— Instructions —
• a. In the article on Leesa Flynn's graduation, which primary degree did she already hold from Maynooth University?
• b. Write the next part of the article on Leesa Flynn's graduation, picking up after its final sentence.

Disability advocate, Leesa Flynn, has become the first wheelchair user to receive a Master of Education degree from Maynooth University. She was among more than 900 graduates who received their degrees and diplomas at the November conferring ceremony.
Leesa, who was born with spina bifida and uses a wheelchair and walking frame, received her Professional Master of Education (Primary) to add to her primary degree in English and History from MU.
The disability advocate says that she always wanted to become a primary school teacher but her journey was not without its challenges.
“Maynooth campus became a home away from home from me in a lot of respects, it was such a comfortable environment, such a comfort zone to me,” Leesa says of her undergraduate experience. “But when you do a Masters like the PME, it’s so placement focused, it took me out of that comfort zone. It was the first time I thought to myself, am I going to be able for this?”
“It was the Gaeltacht placement that hit home to me that this isn’t something that has been looked at through a wheelchair lens and it was through that I found out that I’m the first wheelchair user to do this.”

Collection entries:
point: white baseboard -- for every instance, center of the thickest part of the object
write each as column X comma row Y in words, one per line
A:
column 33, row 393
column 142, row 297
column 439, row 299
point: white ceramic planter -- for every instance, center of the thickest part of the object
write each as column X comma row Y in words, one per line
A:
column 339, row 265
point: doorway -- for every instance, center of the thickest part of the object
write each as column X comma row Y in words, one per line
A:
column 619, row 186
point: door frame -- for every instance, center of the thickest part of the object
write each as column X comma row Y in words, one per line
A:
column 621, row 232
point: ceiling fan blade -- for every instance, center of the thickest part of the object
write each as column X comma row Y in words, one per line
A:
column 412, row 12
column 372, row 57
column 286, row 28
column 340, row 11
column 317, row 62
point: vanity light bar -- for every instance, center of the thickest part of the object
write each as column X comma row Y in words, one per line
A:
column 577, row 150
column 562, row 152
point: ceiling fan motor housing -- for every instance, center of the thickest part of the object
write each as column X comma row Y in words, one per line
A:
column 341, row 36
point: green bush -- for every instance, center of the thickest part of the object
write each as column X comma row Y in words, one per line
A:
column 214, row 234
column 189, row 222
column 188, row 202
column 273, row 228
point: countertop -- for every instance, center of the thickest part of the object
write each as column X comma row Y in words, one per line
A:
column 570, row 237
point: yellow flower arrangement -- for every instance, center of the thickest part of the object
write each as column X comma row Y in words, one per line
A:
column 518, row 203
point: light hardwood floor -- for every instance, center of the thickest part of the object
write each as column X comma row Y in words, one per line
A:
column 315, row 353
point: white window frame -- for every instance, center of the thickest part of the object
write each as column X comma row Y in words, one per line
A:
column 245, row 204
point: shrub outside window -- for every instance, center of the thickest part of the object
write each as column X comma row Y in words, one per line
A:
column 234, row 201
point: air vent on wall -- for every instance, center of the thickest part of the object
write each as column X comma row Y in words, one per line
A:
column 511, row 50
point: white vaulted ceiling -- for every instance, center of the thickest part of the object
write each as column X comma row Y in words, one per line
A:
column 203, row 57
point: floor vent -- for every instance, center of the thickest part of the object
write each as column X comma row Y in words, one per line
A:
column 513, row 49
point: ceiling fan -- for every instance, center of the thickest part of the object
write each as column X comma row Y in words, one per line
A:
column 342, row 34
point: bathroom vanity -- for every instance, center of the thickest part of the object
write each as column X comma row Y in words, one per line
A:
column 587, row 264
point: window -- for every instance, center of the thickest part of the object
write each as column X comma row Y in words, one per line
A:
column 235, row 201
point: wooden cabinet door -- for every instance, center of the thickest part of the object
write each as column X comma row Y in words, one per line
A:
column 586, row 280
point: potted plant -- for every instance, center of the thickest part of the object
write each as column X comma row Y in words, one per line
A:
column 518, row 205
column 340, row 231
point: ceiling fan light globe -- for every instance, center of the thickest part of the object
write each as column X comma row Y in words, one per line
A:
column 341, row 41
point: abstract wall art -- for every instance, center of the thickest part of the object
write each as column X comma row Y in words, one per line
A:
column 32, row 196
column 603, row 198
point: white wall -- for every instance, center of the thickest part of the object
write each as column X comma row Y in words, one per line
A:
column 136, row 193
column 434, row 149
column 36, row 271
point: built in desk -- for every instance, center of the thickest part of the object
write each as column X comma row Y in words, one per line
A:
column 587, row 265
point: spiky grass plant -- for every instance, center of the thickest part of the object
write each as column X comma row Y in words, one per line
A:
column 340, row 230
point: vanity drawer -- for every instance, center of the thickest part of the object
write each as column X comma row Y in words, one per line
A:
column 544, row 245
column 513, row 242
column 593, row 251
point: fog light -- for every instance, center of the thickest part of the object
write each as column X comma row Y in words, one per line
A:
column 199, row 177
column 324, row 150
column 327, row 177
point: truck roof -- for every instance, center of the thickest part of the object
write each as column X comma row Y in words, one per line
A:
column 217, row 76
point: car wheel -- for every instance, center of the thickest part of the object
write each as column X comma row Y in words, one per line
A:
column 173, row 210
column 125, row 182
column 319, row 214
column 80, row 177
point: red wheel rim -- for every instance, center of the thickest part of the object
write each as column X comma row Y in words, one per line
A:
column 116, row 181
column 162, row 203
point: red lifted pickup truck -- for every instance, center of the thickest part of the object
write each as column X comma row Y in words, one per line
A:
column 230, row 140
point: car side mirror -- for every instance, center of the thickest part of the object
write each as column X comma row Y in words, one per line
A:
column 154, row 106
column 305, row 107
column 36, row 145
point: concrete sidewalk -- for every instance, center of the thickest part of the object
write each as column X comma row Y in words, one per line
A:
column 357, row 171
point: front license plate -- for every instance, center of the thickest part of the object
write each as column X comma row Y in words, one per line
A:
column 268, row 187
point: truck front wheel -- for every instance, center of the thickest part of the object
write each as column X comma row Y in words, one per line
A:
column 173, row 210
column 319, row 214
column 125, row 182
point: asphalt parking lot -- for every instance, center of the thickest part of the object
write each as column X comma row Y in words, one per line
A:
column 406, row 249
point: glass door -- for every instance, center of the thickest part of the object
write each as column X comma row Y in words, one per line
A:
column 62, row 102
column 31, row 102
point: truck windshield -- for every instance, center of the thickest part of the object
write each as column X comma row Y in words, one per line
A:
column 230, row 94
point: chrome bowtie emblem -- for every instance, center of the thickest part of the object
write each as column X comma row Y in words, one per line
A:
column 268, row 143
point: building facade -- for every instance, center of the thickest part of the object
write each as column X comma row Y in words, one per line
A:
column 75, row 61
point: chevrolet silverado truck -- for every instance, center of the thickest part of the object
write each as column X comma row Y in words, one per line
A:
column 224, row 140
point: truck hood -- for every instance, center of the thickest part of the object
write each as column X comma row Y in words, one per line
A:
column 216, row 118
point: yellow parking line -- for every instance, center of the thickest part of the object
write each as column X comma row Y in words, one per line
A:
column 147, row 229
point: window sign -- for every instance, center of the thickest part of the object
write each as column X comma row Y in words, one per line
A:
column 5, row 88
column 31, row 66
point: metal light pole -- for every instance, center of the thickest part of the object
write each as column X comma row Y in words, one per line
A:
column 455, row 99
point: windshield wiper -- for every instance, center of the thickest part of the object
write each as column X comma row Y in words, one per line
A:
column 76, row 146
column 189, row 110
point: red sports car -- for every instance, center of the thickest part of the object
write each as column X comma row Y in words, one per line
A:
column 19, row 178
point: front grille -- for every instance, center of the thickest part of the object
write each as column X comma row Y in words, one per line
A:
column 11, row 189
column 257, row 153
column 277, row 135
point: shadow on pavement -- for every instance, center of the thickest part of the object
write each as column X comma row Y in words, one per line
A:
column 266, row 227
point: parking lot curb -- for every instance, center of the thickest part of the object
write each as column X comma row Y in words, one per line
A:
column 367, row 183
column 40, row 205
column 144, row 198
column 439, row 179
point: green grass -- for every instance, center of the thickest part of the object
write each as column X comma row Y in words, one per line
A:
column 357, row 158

— Expected outputs —
• a. A degree in English and History.

• b.
But she persevered and now hopes that her experience might be used to make such courses more accessible and encourage other disabled students to register for them.
“Growing up, I didn’t have any disabled person of authority in my life, a role model figure to look up to who was disabled, someone I could say, well if she did it, I can do it.”
Leesa has already started her primary school teaching career, as a substitute teacher in primary schools in her native Co Leitrim. She believes it’s important to normalise disability for children at an early stage.
“If I come into a classroom and I’m the first person they have ever seen in a wheelchair, if they can have a positive impression of it, that will make it much less of a taboo subject down the line for them,” she says, noting that nobody is born ableist or discriminatory.
Leesa was one of 285 students conferred with master’s degrees at events hosted in the TSI Building on MU’s North Campus while a further 19 students were conferred with PhDs. A total of 956 students received their parchments over two days, across a range of disciplines from education to the social sciences.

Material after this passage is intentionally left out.